■ **Exercise tasks**
- a) According to the episode recap, why do Peggy's underling copywriters at her new firm see her in a poor light? Answer in one to three sentences.
- b) Pick up the episode recap after its final sentence and write the paragraph that follows.

There’s a subplot in this episode with Peggy having trouble asserting herself to her underling copywriters at her new firm. She appears to be overly critical of their work and because of her gender comes off as a total bitch. Her boss Ted Chaough (Kevin Rahm) is encouraging and a bit creepy. He looks to steal clients an business from Peggy’s old firm with her help.


Over at Sterling Cooper, all three Jaguar reps hear Pete’s pitch for Herb about ditching the national campaign for the local focus. Don deflty carries the ball and runs with it, suggesting that the luxury brand resort to mailers and Sunday circulars. Don has now embarrassed Herb and Pete while keeping the factory owners happy and maintaining the level of advertising at a match with both the firm and the car brand. The luxury brand doesn’t need to use street level advertising. This of course angers Pete, who has a lot to deal with right now.

We close the episode to another flashback to the brothel. Dick is watching through a peephole as his pregnant stepmother Abigail is taken by “Uncle Mac”. A maiden of the house catches him on the way past with her John. She explains that this is how it works here, and that is how Dick earned his own room, by having his stepmom service the man of the house. Ummm…gross!

■ **Provided data**
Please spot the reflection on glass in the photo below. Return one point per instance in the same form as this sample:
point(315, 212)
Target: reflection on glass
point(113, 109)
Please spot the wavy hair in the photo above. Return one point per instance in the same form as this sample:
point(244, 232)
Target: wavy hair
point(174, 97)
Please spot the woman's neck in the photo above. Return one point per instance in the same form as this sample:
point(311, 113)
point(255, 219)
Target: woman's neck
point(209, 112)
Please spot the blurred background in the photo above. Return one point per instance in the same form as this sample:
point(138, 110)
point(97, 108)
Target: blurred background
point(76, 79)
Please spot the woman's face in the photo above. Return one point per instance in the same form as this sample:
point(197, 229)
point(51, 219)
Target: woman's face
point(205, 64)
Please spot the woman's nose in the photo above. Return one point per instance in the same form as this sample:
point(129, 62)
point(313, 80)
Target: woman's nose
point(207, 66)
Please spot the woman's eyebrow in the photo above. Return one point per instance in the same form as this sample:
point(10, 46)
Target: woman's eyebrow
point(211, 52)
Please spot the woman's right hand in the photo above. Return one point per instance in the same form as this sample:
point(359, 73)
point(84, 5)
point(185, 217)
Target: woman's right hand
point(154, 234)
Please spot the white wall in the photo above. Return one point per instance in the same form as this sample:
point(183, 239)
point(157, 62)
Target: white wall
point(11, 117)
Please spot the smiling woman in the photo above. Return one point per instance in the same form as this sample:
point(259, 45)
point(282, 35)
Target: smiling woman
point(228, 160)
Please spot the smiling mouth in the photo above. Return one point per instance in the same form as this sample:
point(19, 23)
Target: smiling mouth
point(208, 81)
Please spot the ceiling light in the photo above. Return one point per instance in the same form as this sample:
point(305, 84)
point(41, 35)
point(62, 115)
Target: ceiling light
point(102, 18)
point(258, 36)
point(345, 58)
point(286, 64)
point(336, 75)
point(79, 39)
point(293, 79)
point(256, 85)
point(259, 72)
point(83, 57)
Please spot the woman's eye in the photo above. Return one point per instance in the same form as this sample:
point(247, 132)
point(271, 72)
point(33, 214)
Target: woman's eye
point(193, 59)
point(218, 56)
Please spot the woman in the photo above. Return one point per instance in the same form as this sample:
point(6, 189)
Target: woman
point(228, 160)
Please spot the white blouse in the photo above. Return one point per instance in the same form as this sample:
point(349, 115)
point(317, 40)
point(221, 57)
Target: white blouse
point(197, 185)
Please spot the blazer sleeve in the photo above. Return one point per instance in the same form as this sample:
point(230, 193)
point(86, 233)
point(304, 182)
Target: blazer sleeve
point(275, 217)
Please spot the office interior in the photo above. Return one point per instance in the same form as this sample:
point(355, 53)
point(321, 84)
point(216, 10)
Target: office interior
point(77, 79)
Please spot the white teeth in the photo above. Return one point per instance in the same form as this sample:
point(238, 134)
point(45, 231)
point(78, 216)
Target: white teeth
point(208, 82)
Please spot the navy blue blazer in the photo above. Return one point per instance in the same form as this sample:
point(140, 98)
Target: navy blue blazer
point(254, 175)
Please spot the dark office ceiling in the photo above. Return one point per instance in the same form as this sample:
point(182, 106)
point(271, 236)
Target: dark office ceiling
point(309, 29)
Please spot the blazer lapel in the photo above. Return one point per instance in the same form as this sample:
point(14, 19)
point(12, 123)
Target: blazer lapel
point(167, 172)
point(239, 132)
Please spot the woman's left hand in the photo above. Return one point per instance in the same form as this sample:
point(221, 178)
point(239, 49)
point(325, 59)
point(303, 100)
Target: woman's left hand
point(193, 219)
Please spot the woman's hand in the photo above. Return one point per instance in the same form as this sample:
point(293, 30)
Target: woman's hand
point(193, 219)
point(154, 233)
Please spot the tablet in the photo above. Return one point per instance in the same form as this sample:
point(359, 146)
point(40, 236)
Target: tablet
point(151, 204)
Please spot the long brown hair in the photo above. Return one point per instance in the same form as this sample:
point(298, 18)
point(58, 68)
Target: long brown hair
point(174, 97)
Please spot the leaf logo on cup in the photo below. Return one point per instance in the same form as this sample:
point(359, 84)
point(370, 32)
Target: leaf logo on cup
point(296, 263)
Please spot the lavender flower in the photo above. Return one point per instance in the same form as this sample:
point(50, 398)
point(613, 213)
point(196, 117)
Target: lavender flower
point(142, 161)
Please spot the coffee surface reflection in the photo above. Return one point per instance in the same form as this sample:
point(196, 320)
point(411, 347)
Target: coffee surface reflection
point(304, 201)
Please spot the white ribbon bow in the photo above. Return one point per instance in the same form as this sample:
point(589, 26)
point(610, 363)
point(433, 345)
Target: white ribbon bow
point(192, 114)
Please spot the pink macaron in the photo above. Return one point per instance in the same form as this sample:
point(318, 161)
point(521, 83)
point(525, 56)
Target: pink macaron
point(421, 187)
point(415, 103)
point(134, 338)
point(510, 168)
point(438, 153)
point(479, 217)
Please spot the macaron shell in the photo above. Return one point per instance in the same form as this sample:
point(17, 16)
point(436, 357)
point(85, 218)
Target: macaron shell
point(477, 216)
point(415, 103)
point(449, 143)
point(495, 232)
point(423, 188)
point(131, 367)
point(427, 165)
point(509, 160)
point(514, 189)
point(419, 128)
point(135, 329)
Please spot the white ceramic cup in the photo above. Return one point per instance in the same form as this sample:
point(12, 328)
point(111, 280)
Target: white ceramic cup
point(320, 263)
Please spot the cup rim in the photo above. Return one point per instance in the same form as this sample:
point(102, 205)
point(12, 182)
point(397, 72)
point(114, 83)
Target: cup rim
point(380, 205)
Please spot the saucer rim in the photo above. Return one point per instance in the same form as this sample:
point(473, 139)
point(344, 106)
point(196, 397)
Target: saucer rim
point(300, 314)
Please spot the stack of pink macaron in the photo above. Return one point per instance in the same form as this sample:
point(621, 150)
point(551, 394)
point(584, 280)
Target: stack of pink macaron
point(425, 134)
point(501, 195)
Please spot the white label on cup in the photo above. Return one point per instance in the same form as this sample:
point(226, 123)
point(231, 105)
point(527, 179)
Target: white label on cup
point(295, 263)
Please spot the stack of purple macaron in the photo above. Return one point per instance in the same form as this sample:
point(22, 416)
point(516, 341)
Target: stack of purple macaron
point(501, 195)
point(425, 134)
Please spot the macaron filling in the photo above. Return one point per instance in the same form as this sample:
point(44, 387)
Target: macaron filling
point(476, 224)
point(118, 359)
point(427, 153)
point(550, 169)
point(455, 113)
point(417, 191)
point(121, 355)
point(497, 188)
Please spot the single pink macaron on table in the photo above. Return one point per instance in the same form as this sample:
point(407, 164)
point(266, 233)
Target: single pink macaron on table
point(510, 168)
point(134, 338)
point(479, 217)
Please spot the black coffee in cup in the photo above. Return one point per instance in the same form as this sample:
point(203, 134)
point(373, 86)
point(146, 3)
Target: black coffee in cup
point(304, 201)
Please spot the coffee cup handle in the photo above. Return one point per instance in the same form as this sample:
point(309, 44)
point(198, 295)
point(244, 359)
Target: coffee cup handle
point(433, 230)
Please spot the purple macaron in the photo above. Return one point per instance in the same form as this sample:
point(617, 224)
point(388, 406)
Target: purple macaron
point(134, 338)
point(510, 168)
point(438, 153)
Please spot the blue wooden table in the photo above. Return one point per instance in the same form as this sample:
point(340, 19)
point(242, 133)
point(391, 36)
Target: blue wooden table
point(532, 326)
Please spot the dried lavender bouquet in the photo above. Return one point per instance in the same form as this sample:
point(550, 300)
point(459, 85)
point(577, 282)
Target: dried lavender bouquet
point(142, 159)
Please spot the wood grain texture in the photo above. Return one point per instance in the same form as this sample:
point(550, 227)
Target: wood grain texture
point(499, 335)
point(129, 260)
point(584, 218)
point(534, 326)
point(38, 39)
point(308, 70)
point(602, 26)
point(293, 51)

■ **Answers for the tasks**
- a) Peggy seems overly critical of their work. Because of her gender, that criticism makes her come across as extremely harsh and unpleasant to them.

- b)
Complicated feelings about relationships and boundaries are explored in this episode. No redemption for anyone but some empowerment for Trudy at least.

Neighbors Sylvia and Megan now know more about each other, but it is difficult for either of them to be as detached as Don is to the whole situation. He seems to be able to turn his feelings on and off like a faucet. Is Don falling in love with Sylvia, and is he as close to marital disaster as Pete seems to be? The stories are too parallel not to notice, but leading man Don always has better luck than Pete, and Pete resents that.


The tension wire is tight between the two floors in Don’s building as we end episode 3. The teaser for the next episode doesn’t reveal much—except that Stan may be feeding more than his usual reefer addiction.